== Segment start ==
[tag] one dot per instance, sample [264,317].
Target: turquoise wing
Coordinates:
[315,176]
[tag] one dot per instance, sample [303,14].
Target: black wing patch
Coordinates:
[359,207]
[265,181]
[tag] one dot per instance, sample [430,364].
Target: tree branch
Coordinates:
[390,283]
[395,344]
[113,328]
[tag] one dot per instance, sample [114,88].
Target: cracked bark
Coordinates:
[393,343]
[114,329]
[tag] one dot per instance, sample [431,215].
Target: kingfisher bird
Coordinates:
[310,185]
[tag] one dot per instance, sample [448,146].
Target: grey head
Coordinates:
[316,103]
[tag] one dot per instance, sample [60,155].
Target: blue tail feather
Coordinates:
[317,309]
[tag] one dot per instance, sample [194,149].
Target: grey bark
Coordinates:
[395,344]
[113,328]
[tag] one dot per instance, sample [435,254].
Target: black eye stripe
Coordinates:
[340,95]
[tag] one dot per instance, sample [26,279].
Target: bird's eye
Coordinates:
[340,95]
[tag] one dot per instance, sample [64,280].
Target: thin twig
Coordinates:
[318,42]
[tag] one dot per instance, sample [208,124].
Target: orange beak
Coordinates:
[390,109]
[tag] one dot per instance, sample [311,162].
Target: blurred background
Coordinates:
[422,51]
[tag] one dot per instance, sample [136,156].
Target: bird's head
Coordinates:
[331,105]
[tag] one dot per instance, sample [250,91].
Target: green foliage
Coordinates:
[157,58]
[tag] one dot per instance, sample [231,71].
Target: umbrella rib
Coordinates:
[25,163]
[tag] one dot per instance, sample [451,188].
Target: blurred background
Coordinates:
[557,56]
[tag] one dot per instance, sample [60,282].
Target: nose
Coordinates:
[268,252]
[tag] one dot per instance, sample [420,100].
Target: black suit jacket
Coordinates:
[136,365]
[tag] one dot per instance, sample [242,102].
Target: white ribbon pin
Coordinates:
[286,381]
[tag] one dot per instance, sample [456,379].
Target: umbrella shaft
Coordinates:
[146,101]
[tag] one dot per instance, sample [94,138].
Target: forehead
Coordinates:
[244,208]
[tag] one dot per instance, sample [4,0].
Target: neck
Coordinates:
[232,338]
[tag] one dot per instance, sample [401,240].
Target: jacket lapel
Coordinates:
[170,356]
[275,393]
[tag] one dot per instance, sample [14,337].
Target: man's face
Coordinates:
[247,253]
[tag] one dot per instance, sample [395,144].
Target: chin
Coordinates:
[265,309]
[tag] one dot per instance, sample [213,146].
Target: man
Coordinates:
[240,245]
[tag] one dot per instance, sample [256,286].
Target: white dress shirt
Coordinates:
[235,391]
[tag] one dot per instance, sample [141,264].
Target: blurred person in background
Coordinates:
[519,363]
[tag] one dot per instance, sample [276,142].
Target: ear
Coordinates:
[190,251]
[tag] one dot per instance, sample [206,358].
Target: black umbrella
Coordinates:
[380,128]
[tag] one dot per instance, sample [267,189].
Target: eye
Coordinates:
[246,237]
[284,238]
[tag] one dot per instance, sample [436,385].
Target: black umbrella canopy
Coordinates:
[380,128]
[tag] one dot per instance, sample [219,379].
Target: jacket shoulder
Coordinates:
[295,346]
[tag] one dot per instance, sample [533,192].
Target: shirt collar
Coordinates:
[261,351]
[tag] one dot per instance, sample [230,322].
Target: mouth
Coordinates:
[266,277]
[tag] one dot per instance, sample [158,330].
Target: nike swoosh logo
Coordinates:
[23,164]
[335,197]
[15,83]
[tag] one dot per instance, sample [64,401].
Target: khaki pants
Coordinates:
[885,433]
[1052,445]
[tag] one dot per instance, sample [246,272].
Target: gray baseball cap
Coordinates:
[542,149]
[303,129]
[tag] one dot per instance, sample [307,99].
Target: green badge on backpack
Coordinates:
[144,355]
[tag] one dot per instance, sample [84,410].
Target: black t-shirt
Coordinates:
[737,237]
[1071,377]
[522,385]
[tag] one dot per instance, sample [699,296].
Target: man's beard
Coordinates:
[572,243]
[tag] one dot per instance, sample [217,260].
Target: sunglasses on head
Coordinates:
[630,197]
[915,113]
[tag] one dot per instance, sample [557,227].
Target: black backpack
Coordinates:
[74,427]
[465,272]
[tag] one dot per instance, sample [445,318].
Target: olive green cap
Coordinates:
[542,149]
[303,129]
== Segment end ==
Task instructions. Which lines above run from the one containing "[tag] one dot per instance, sample [60,282]." down to the one containing "Target: forehead"? Repeat exactly those, both ends included, and nothing else.

Exercise result.
[tag] one dot per instance, sample [60,282].
Target: nose
Coordinates:
[268,252]
[tag] one dot per instance, sample [420,100].
Target: black suit jacket
Coordinates:
[136,365]
[tag] one dot per instance, sample [242,102].
Target: white ribbon pin
Coordinates:
[286,381]
[tag] one dot per instance, sample [456,379].
Target: umbrella shaft
Coordinates:
[146,101]
[tag] one dot per instance, sample [94,138].
Target: forehead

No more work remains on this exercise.